Extend the piece on measuring the sizes of infinite sets, picking up after its final sentence.

== DOCUMENT SECTION

*Aleph-null bottles of beer on the wall,**Aleph-null bottles of beer!**Take one down, pass it around,**Aleph-null bottles of beer on the wall!*

*— Math nerd drinking song*

You may already know the standard story about infinite sets like {1,2,3,…} and {2,3,4,…}. Even though the second set seems to be *smaller *(it’s missing one of the elements in the first set), Cantor taught us that the two sets are the *same size *(in the sense that there’s a one-to-one correspondence between them). The two sets have the same “number” of elements (namely aleph-null), and aleph-null minus one equals aleph-null. For many students, that anomaly takes some getting used to.

But there’s a perfectly respectable mathematical sense in which the two sets do *not* have the same number of elements. With a suitable notion of what it means to “count” the elements of an infinite set of numbers, different from Cantor’s, the size of {2,3,4,…} *is* smaller than the size of {1,2,3,…}; in fact, it has *one fewer element*. Likewise, in this alternative way of measuring how big sets of numbers are, the set {1,3,5,…} is slightly bigger than the set {2,4,6,…}. How much bigger? Half an element! (Though see Endnote #2.)

====
== INFORMATION PROVIDED

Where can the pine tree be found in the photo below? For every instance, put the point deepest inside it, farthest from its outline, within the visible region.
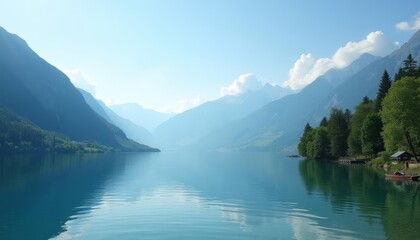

====

• [TASK ANSWER]:
The way we measure the size of a set of numbers in this strange system is by adding together infinitely many powers of *q*, where *q* is some number less than 1 and the exponents we use are the numbers in our set, and seeing what happens to the infinite sum as *q* approaches 1. The set {1,3,5,…} gives us the sum *q*^{1} + *q*^{3} + *q*^{5} + … while the set {2,4,6,…} gives us *q*^{2} + *q*^{4} + *q*^{6} + …

If we put *q* = 1, both of these sums diverge. But suppose *q* is just a bit smaller than 1. Then the two infinite sums converge; they are geometric series, converging to *q*^{1} / (1 − *q*^{2}) and *q*^{2} / (1 − *q*^{2}), respectively. If we subtract the second sum from the first, we get (*q*^{1}− *q*^{2}) / (1 − *q*^{2}); factoring the numerator and denominator we get *q *(1 − *q*) / (1 − *q*) (1 + *q*), and cancelling the common factor 1 − *q*, we get *q */ (1 + *q*). If we now let *q* approach 1, we see that the fraction *q */ (1 + *q*) approaches the limit 1/2. That’s the sense in which the size of {1,3,5,…} exceeds the size of {2,4,6,…} by 1/2.

Here’s a plot that makes this more graphic. There are two curves that diverge as *q* approaches 1: the upper curve is *q*^{1} / (1 − *q*^{2}) and the lower curve is *q*^{2} / (1 − *q*^{2}). The third curve shows the difference between them, which goes to 1/2 as *q* approaches 1.

A different way to think about this last result is to imagine two players A and B playing a never-ending game in which A wins all the odd-numbered points (1st, 3rd, 5th, etc.) and B wins all all the even-numbered points (2nd, 4th, 6th, etc.). If you pick a random large integer *n *and ask “How far ahead was A after the first *n* points?”, then half the time *n* is even and A and B have won equally many points among the first *n* points, and the other half the time *n* is odd and A has won 1 more point than B. On average, A is ahead of B by half a point.

You can try this approach for counting other infinite sets of numbers. How do the sizes of the three sets {1,4,7,10,…}, {2,5,8,11,…}, and {3,6,9,12,…} compare? See Endnote #7. What about the set of numbers with an odd number of digits versus the set of numbers with an even number of digits? See Endnote #8.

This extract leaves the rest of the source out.